Exercise prompt — Find all lines with the word "vanity" in the material, then copy them.

Source information —

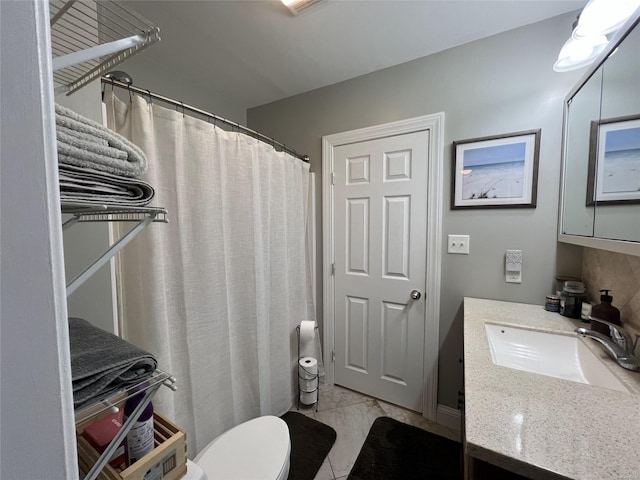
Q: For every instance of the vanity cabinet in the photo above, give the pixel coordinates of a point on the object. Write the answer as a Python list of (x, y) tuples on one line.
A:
[(600, 205)]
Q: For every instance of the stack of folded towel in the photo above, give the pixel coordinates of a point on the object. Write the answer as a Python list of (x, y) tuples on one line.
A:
[(98, 166), (102, 363)]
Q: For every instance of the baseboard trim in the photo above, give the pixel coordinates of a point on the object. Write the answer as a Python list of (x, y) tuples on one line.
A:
[(449, 417)]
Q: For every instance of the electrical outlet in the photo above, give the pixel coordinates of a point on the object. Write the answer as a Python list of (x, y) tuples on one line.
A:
[(513, 266), (458, 244)]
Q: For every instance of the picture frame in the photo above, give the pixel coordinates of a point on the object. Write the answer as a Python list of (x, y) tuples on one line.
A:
[(499, 171), (613, 177)]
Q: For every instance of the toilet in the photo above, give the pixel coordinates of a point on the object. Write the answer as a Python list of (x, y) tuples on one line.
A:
[(258, 449)]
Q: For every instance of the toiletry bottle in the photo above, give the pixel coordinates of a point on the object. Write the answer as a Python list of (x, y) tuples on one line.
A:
[(139, 440), (605, 311)]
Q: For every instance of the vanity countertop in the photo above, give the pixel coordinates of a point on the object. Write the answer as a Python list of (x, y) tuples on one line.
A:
[(540, 426)]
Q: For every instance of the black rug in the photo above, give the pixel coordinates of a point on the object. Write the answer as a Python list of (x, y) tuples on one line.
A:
[(310, 444), (395, 450)]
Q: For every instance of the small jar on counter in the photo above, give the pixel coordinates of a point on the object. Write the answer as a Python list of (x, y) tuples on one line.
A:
[(571, 299), (552, 303)]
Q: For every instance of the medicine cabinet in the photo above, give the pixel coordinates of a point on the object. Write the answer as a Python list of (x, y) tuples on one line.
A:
[(600, 205)]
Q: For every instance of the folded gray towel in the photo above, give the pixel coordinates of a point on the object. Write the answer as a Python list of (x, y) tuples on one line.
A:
[(85, 186), (102, 363), (86, 148)]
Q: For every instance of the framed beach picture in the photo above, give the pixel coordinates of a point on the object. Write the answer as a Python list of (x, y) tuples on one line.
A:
[(500, 171), (614, 161)]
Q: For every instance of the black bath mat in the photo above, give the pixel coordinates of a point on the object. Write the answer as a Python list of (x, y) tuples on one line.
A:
[(395, 450), (310, 444)]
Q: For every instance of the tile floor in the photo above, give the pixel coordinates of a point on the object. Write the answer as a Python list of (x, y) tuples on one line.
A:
[(351, 415)]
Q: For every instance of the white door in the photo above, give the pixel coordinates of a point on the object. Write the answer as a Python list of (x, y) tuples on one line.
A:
[(380, 201)]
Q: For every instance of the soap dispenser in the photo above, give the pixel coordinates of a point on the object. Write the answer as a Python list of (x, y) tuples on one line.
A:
[(605, 311)]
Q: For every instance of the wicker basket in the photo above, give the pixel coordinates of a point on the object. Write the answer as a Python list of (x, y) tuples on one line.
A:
[(168, 460)]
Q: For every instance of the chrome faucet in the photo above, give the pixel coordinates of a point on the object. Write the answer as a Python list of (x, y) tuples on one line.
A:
[(619, 346)]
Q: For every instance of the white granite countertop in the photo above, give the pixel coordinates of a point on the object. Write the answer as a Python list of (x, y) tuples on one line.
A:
[(540, 426)]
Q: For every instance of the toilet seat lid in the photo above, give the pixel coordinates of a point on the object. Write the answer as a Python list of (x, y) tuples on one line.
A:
[(257, 449)]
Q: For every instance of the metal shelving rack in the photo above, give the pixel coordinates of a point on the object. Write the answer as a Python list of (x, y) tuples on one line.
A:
[(90, 37), (143, 216)]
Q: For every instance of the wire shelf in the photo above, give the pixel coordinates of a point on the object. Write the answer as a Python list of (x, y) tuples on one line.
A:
[(106, 213), (112, 402), (90, 37)]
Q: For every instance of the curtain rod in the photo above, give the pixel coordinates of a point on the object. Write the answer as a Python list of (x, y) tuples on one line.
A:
[(215, 118)]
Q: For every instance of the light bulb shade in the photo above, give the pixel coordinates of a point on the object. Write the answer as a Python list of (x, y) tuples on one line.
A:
[(601, 17), (579, 53)]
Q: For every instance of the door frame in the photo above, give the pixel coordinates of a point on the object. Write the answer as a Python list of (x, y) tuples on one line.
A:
[(433, 126)]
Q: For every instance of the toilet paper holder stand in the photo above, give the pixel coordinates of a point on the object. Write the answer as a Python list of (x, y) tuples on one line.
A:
[(316, 377)]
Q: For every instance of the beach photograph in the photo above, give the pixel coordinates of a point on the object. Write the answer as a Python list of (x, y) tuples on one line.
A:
[(494, 172), (619, 174)]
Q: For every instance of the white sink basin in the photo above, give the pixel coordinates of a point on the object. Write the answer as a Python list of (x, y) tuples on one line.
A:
[(554, 355)]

Exercise output —
Q: For every instance of the vanity cabinet in the photo above, give the pixel coordinates of a point on the object. Write the answer as a Python list of (x, y) tuples on one line.
Q: For every instance of the vanity countertop in the photo above, give the pixel coordinates of a point on the object. Write the answer as a Python list of (x, y) tuples on one line.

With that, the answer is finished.